# Your objective
Copy out, unchanged, the part of the entries that opens with the line containing "A rule for this batch: each instance of the man's left" and closes with the line containing "column 121, row 59", including both of those lines.
== == ==
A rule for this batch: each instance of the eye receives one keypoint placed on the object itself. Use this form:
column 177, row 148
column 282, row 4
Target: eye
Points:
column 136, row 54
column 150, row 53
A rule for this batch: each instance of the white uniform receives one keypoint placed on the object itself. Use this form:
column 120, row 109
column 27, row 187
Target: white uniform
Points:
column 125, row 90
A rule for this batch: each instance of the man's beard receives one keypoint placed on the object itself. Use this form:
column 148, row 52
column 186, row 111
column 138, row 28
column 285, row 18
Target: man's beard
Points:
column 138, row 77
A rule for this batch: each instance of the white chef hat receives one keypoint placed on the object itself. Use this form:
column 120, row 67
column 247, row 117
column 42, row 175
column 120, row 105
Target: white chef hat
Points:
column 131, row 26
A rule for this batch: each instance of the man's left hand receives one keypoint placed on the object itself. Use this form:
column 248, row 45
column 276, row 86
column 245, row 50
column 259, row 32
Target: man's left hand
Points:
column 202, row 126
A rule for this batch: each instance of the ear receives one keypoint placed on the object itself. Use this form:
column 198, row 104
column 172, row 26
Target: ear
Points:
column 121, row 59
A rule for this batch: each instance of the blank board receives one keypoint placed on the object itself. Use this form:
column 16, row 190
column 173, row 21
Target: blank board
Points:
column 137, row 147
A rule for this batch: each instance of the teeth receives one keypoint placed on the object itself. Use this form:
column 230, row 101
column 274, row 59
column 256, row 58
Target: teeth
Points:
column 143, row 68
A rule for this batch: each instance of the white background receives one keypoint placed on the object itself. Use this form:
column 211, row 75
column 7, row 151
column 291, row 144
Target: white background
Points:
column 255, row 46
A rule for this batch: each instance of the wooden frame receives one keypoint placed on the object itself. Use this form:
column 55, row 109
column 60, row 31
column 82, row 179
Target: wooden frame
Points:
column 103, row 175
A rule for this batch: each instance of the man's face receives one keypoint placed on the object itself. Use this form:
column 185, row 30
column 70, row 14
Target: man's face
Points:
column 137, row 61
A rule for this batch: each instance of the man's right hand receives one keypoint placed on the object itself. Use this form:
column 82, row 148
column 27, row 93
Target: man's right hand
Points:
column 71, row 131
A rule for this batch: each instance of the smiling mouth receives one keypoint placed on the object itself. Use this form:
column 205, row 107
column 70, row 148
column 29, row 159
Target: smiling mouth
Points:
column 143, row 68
== == ==
# Written solution
A rule for this batch: each instance of the man's left hand receives one keypoint placed on the object itself. Use this form:
column 248, row 45
column 276, row 86
column 245, row 50
column 259, row 32
Target: man's left hand
Points:
column 202, row 126
A rule for this batch: each instance of the ear receives one keypoint placed on the object itself. Use this form:
column 198, row 104
column 172, row 26
Target: ear
Points:
column 121, row 59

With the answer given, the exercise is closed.